• Objective 1:
Which institutions does the fish-inspired drone text name?
• Objective 2:
Can you write out, word for word, the part of the fish-inspired drone text starting at "Imperial College London: Fish-inspired" and ending at "and Empa partnership."?

Imperial College London: Fish-inspired drone hitchhikes, flies and swims using unique sticky design
New drone design reduces power consumption via hitchhiking and operates between air and water.
The research team, including aerial robotics experts from Imperial College London, have developed a new drone that features battery-saving capabilities of attaching to a wide-range of wet and dry surfaces, of varied texture and shape. The drone can also self-adapt to cross between air and water, allowing the drone to dive from the air and then swim in water.
The ability for the drone to ‘rest’ as it hitchhikes reduces power consumption, giving scope for longer aerial and underwater observations. The new drone technology, is led by Professor Li Wen and is a result of a collaboration between Beihang University and the Imperial College London and Empa partnership.
Fish-inspired rest mode
Extensive drone operations, which can include, continuous flight and underwater propulsion, consume huge amounts of power. Untethered robots can often not complete such missions because they have no backup external power source should their batteries fail.

• Provided material:

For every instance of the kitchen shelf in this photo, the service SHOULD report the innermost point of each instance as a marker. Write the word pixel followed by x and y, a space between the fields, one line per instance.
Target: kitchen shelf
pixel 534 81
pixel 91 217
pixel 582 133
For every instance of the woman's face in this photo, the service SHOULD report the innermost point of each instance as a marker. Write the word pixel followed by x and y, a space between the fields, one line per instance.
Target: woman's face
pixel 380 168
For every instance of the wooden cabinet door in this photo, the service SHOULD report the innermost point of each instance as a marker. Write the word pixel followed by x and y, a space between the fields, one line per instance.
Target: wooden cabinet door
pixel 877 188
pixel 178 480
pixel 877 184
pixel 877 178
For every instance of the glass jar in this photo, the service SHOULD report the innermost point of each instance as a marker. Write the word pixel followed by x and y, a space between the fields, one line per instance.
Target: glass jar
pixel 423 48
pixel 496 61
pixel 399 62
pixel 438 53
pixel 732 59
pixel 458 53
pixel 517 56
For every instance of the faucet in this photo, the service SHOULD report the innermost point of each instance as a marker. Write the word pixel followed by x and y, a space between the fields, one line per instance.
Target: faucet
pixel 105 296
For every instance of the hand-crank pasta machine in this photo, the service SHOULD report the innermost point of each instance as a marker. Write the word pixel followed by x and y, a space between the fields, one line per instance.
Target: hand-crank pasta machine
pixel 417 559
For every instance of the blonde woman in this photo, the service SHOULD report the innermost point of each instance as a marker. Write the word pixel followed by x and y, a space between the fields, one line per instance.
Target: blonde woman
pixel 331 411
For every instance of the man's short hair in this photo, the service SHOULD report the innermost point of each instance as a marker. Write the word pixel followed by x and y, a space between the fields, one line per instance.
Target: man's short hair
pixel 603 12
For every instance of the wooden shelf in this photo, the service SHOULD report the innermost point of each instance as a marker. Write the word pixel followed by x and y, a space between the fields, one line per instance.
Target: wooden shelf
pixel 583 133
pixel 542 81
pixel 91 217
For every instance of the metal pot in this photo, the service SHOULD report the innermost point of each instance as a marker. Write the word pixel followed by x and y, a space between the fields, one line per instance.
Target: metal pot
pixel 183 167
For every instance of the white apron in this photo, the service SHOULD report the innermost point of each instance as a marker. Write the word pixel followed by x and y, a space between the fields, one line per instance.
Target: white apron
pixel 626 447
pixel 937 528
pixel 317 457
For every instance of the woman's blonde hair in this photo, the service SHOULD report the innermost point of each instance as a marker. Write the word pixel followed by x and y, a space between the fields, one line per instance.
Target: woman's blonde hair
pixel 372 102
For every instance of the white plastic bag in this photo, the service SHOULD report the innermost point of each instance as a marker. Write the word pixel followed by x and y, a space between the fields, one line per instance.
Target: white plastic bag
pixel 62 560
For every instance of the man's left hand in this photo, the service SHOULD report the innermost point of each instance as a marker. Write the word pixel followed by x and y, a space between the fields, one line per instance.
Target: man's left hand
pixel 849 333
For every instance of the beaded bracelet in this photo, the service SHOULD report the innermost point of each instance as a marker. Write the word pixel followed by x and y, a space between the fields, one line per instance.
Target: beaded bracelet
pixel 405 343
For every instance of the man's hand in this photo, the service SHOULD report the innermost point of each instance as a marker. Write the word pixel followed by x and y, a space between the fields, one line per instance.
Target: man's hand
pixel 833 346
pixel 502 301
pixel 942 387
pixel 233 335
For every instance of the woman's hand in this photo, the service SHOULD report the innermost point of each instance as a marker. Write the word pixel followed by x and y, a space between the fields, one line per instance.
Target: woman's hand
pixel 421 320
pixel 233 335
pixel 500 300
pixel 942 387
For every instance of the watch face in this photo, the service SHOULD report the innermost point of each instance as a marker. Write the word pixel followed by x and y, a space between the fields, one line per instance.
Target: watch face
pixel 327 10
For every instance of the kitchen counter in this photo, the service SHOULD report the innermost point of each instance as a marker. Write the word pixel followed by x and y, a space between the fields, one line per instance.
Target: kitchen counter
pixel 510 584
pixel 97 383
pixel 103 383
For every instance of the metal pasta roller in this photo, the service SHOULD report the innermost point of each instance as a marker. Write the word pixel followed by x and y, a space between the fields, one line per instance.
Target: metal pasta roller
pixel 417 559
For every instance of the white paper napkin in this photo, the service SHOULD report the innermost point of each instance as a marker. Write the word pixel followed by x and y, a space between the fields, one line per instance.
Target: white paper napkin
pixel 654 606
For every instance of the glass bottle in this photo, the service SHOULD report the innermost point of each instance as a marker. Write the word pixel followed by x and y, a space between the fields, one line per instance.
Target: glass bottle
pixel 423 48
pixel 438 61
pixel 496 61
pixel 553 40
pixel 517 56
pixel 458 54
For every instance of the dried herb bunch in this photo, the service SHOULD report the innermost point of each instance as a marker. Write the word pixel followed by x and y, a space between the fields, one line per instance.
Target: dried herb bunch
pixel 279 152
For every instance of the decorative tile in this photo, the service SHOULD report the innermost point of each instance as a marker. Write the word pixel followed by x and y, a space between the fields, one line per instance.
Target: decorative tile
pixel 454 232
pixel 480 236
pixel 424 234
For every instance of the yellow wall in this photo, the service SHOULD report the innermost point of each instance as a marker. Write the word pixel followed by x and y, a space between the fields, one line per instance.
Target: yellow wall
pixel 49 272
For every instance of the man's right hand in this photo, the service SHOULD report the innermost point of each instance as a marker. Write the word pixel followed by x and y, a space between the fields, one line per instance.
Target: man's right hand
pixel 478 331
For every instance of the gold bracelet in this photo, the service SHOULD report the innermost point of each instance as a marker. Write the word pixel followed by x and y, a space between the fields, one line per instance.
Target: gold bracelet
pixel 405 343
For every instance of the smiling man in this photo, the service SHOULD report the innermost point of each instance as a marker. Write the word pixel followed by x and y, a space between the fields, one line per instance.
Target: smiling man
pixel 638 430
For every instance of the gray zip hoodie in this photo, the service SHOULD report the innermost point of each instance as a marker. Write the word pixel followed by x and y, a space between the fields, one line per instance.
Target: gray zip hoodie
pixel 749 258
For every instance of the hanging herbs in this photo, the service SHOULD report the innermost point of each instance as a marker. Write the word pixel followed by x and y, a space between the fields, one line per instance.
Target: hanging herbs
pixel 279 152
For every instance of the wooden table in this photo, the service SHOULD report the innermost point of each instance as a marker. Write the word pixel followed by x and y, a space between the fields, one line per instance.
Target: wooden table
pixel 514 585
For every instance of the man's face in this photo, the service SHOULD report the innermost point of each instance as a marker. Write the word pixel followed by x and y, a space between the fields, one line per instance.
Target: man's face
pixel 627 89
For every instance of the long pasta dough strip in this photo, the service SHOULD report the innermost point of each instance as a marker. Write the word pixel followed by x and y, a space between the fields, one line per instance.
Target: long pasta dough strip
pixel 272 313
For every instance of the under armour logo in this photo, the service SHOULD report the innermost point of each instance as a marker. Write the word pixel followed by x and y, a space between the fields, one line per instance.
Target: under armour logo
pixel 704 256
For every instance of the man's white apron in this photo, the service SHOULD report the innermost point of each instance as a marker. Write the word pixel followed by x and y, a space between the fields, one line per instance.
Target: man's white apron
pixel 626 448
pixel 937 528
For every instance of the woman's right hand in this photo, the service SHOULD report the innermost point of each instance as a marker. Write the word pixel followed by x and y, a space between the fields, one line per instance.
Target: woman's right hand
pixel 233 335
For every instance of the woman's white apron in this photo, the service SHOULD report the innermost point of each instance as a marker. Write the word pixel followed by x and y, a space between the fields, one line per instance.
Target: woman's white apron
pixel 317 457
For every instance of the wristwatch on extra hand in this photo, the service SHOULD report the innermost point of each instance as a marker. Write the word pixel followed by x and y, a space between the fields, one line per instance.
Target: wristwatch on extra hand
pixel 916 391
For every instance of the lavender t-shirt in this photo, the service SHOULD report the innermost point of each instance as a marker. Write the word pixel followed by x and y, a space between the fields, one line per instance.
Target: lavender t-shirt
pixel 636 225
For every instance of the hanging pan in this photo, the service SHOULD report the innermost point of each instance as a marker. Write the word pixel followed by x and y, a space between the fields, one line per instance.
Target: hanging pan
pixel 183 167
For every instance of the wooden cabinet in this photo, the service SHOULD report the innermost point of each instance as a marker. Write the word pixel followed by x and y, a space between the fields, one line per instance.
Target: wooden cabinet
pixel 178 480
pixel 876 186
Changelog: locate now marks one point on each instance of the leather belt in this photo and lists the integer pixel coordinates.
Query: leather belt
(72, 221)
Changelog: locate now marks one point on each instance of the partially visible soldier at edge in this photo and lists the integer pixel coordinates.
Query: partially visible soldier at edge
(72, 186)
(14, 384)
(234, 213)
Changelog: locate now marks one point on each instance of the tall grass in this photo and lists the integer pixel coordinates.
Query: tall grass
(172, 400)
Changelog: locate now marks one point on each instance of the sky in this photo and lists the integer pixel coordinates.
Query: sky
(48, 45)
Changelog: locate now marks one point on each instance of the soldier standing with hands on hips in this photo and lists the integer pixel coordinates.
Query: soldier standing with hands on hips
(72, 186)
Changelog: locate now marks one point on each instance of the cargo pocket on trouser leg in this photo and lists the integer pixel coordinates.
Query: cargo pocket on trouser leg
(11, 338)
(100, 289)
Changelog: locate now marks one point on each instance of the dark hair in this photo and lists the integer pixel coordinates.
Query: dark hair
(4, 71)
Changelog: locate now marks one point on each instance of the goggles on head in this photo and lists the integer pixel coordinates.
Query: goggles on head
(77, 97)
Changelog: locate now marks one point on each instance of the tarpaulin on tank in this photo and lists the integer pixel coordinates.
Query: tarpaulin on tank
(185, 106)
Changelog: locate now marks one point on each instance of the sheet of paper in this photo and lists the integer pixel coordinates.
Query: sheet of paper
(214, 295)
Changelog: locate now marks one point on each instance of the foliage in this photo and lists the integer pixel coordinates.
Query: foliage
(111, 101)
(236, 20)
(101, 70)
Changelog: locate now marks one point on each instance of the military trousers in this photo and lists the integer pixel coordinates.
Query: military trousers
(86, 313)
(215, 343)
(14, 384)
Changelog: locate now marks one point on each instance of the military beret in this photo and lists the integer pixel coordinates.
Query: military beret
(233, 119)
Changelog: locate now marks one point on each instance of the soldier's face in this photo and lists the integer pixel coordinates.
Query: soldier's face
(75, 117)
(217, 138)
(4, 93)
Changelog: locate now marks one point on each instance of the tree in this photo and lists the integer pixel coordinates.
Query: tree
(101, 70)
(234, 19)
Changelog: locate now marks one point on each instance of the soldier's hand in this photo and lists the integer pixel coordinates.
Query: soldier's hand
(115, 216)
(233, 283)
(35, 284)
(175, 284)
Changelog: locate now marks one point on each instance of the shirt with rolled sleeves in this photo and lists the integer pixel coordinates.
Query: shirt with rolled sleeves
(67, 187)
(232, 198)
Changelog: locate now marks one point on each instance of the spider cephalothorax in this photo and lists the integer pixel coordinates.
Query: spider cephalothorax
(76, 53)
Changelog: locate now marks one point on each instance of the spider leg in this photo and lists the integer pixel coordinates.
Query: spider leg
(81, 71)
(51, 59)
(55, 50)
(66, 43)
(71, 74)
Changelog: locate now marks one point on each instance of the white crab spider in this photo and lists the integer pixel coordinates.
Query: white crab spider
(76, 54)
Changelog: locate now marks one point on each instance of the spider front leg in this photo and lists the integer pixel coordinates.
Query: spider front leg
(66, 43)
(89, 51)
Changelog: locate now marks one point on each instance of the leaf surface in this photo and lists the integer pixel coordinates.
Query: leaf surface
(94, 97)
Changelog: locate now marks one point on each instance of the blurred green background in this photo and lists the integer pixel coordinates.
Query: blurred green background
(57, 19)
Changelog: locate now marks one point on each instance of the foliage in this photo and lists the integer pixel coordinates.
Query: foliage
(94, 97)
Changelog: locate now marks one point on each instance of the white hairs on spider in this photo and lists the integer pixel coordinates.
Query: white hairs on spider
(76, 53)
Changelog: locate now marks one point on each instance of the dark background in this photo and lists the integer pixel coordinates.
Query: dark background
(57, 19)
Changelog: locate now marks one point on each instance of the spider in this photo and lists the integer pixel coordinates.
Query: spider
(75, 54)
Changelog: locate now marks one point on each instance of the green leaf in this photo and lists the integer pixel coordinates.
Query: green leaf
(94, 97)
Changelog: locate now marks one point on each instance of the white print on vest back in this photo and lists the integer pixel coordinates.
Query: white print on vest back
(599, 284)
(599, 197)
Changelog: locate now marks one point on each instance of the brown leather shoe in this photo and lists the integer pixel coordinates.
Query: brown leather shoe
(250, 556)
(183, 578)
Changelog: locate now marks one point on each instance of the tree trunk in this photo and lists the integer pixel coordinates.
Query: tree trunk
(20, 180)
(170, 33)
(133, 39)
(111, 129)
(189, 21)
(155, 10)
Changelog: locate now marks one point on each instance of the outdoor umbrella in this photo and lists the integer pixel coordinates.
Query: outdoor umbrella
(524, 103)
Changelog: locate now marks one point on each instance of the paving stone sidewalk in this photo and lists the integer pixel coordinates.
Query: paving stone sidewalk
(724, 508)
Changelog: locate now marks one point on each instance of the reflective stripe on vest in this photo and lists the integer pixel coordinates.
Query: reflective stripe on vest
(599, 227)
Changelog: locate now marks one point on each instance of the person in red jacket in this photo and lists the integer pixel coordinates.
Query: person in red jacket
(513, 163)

• Exercise output 1:
Imperial College London, Beihang University, Empa

• Exercise output 2:
Imperial College London: Fish-inspired drone hitchhikes, flies and swims using unique sticky design
New drone design reduces power consumption via hitchhiking and operates between air and water.
The research team, including aerial robotics experts from Imperial College London, have developed a new drone that features battery-saving capabilities of attaching to a wide-range of wet and dry surfaces, of varied texture and shape. The drone can also self-adapt to cross between air and water, allowing the drone to dive from the air and then swim in water.
The ability for the drone to ‘rest’ as it hitchhikes reduces power consumption, giving scope for longer aerial and underwater observations. The new drone technology, is led by Professor Li Wen and is a result of a collaboration between Beihang University and the Imperial College London and Empa partnership.